Sheridan Arts Foundation: July 4 & 15th Annual Telluride Plein Air

Sheridan Arts Foundation: July 4 & 15th Annual Telluride Plein Air

Telluride’s Sheridan Arts Foundation (SAF) welcomes 23 nationally recognized plein air artists to town from June 29-July 5, 2018, all gathered here for the 15th annual Telluride Plein Air. The artists will spend their time painting outdoors as is the tradition, capturing the light, color and unique character of, well, the characters of the region – and the region itself, including the towns of Telluride and Mountain Village. 

A three-day Art exhibition and sale is scheduled for July 3, 4 and 5. On display will be completed works of flower-filled meadows, majestic mountains and colorful downtown scenes. Each artist typically paints 10 to 20 pieces during his stay, culminating in collectively more than 250 works to view and purchase over the course of the sale. (Only eight-10 pieces are displayed at one time however.)

New this year: local jeweler Christopher Beaver and local sculptor Richard Arnold will be selling their work on the second two days of the big event, which coincides with Telluride’s no-holds-barred (except for no fireworks this year) celebration of the Fourth of July, a slice of Main Street Americana.

Please scroll down for more on the plein air show, including the debut of one of the special guest artists, Jie Wei Zhou, from Denver.


His work includes an image of a graceful ballet dancer, the signature theme of French Impressionist Edgar Degas.

Ballet Dancer,

Another is of a lovely woman arranging roses in a vase. Both are luminous.

From My Garden

A boat drifts lazily on the water, which reflects the stone building to which the boat is tied up. The canvas is a variation on theme of Monet’s waterlilies in which the water holds and distorts the surrounding landscape, creating an abstraction within the representational scene.

Quiet Afternoon

A book is dive-bombed by apples. Did they just fall from a tree? Did the reader dash away to avoid being clobbered in the head?
══════════════════════════════
PROBLEMS TO WORK ON:
[1] Quote the passage of the plein air article that begins with the words containing "New this year: local" and ends with "Impressionist Edgar Degas.".
[2] According to the plein air article, which two local artists are new sellers at this year's event?
[3] Continue the Telluride Plein Air article from its last sentence.
══════════════════════════════
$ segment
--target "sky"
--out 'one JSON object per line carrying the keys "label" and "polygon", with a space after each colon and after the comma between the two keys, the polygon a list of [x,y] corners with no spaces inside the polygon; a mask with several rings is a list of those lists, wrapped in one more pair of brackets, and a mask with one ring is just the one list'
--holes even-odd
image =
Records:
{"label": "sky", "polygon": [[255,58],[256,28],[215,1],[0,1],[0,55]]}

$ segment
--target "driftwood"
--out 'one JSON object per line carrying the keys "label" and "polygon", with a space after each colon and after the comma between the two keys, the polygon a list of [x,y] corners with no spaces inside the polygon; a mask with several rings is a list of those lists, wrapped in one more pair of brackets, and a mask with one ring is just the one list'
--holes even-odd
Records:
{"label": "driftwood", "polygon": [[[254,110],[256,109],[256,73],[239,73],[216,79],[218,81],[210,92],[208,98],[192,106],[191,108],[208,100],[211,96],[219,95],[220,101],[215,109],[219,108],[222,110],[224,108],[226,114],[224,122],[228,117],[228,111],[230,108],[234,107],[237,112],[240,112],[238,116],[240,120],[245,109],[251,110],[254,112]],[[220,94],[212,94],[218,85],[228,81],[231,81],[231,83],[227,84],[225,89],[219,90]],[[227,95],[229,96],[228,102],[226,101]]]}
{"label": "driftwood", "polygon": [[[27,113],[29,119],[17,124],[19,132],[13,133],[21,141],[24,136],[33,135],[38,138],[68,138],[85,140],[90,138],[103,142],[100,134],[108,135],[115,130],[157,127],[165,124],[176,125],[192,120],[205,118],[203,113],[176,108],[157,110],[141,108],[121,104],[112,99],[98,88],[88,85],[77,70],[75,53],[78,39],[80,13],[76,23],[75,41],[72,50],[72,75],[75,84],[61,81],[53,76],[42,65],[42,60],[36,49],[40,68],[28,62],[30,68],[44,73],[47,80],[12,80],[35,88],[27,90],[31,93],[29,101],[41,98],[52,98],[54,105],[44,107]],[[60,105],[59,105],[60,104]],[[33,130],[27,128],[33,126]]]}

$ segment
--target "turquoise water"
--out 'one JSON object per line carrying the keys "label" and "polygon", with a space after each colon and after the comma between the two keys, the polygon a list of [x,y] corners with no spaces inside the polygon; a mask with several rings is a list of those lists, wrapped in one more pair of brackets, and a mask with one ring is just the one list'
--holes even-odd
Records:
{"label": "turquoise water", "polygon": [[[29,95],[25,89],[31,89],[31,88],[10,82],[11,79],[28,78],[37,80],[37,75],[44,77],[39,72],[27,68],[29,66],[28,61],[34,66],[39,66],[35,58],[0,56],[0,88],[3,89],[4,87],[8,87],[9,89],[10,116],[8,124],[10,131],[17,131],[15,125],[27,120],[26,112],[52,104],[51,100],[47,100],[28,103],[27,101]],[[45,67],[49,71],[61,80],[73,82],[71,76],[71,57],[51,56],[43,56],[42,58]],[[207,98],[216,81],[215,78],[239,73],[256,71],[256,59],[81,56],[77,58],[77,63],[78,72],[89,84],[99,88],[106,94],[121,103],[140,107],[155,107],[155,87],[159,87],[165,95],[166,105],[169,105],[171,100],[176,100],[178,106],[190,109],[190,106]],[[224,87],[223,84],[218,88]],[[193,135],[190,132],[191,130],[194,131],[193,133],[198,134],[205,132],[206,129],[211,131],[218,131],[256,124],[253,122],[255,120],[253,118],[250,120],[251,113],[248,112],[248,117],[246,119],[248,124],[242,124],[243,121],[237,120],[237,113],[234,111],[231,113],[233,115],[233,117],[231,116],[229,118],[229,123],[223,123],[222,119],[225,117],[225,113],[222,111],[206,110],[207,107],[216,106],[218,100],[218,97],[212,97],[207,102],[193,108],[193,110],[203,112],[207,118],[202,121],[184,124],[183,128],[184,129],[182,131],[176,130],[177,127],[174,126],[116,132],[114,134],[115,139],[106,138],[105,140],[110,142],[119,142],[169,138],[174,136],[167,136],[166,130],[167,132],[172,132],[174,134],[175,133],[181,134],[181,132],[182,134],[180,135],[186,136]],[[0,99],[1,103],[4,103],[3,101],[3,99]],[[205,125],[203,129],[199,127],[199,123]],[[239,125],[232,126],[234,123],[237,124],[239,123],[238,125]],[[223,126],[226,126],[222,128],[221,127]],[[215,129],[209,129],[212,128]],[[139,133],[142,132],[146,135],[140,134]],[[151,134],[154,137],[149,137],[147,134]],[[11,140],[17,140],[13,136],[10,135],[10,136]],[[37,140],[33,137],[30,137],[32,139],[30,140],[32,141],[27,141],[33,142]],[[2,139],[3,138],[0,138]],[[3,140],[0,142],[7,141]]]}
══════════════════════════════
TASK-BY-TASK RESULTS:
[1]
New this year: local jeweler Christopher Beaver and local sculptor Richard Arnold will be selling their work on the second two days of the big event, which coincides with Telluride’s no-holds-barred (except for no fireworks this year) celebration of the Fourth of July, a slice of Main Street Americana.

Please scroll down for more on the plein air show, including the debut of one of the special guest artists, Jie Wei Zhou, from Denver.


His work includes an image of a graceful ballet dancer, the signature theme of French Impressionist Edgar Degas.

[2] Jeweler Christopher Beaver and sculptor Richard Arnold.

[3]
Book with Apples

Whatever the case, none of the above resembles traditional Chinese painting, which comes in a variety of styles: monochrome or brightly colored; made in the literati style in which the artist tends to use expressionistic brushwork to express his creativity; made in gong-bi, or “meticulous” style, in which the artist, in contrast to the literati style, depicts very precise details of a scene to create much more decorative work. Chinese painting can be bold and expressive; quiet and detailed.

The most prized Chinese traditional paintings, however, are those that clearly reveal the artist’s personality. (It is believed an evil person cannot make a fine work of art.)

All of the above images represent the work of one particular Chinese artist, Jie Wei Zhou – but none of them meets the criteria for traditional Chinese painting – except one: Zhou’s work reveals the character of the artist as an insightful, sensitive human committed to revealing the nature of his subject rather than the subject itself: appleness rather than apples.

Zhou, who has been living in the U.S. since 1994 and is now a resident, is one of the artists selected through a juried process by a panel of artists, gallery owners and educators to participate in Telluride Plein Air,

Zhou, a master of landscapes, portraits and still life, was schooled in Russian and Western styles of painting, notably Impressionism, a movement started in France with the idea of moving the dial from the prosaic pictorial journalism of the Salon to a kind of mediative natural poetry based on colored light, rather than on a straightforward representation of people, places and things.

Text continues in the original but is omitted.